STATED EXERCISE A: Write out the passage of the Pell equation proof below, from "This leads to" up to and including "always be positive.".

From $x^2 - dy^2 = 1$ complete the square to get $(x - \sqrt{d} y)(x + \sqrt{d} y) = 1$, and as both side must be positive we deduce that $x \gt \sqrt{d} y$.

This leads to $x - \sqrt{d} y = \dfrac{1}{x + \sqrt{d} y}$.

Therefore $\dfrac{x}{y} - \sqrt{d} = \dfrac{1}{y(x + \sqrt{d} y)}$; note also that $\dfrac{x}{y} - \sqrt{d}$ will always be positive.

But as $x \gt \sqrt{d} y$ it follows that $\dfrac{x}{y} - \sqrt{d} \lt \dfrac{1}{y(\sqrt{d} y + \sqrt{d} y)} \lt \dfrac{\sqrt{d}}{y(\sqrt{d} y + \sqrt{d} y)}$.

However, $\dfrac{\sqrt{d}}{y(\sqrt{d} y + \sqrt{d} y)} = \dfrac{\sqrt{d}}{\sqrt{d} y(y + y)} = \dfrac{1}{y \times 2y} = \dfrac{1}{2y^2}$.

Hence $0 \lt \dfrac{x}{y} - \sqrt{d} \lt \dfrac{1}{2y^2}$, or $\sqrt{d} \lt \dfrac{x}{y} \lt \sqrt{d} + \dfrac{1}{2y^2}$.

It can be clearly seen that $\dfrac{x}{y}$ will always be greater than $\sqrt{d}$, but as $y$ increases the error, $\dfrac{1}{2y^2}$, decreases.

To complete the proof we must show that infinitely many increasing solutions in $x$ and $y$ can be found in order to approach the limit.

RECORDS SHOWN:
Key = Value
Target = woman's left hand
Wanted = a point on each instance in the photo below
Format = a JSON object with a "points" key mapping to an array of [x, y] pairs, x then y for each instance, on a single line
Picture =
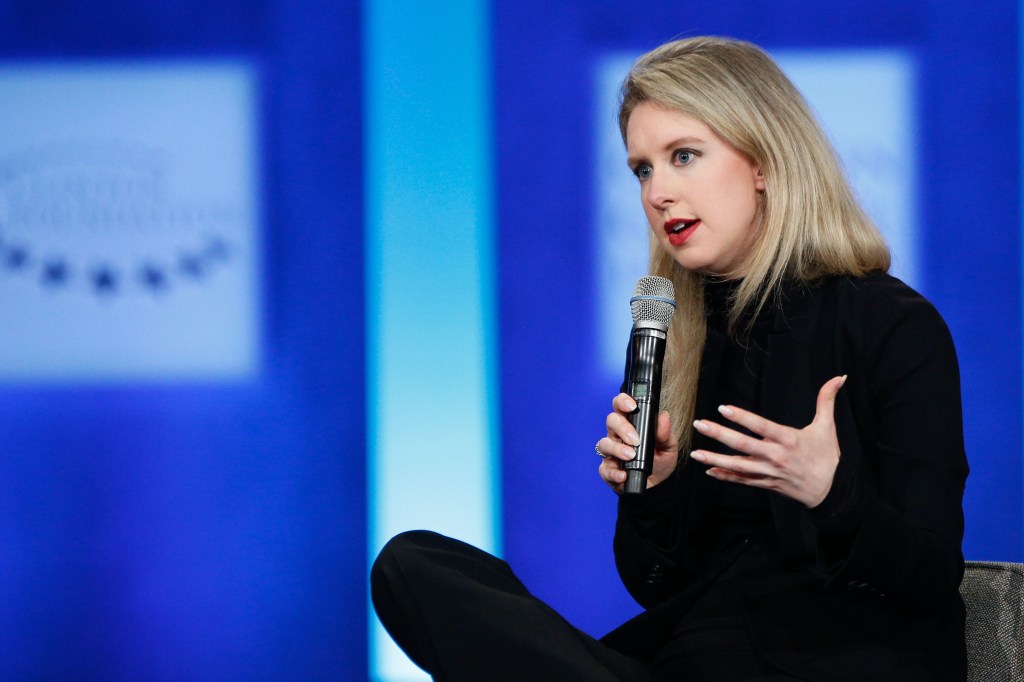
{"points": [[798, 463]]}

...

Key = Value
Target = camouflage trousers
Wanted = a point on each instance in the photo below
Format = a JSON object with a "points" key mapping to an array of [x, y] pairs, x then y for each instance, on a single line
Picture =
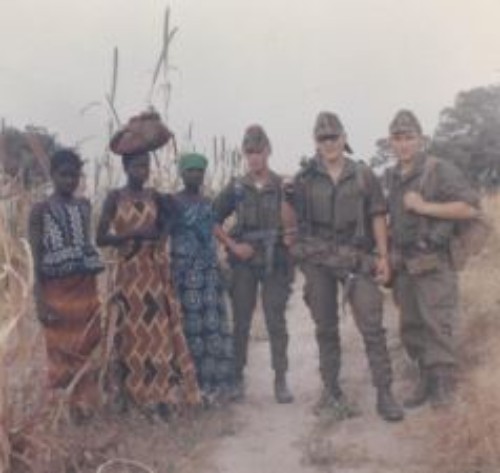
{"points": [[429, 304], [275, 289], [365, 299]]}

* * *

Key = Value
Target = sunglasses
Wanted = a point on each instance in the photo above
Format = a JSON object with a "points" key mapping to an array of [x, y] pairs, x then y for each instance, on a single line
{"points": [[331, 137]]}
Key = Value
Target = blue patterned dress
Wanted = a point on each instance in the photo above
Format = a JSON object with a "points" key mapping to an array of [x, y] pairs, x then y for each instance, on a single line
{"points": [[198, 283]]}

STATED EXERCISE B: In how many lines of the entries above does the string "Target" appear? Give only the number.

TASK ANSWER A:
This leads to $x - \sqrt{d} y = \dfrac{1}{x + \sqrt{d} y}$.

Therefore $\dfrac{x}{y} - \sqrt{d} = \dfrac{1}{y(x + \sqrt{d} y)}$; note also that $\dfrac{x}{y} - \sqrt{d}$ will always be positive.

TASK ANSWER B: 4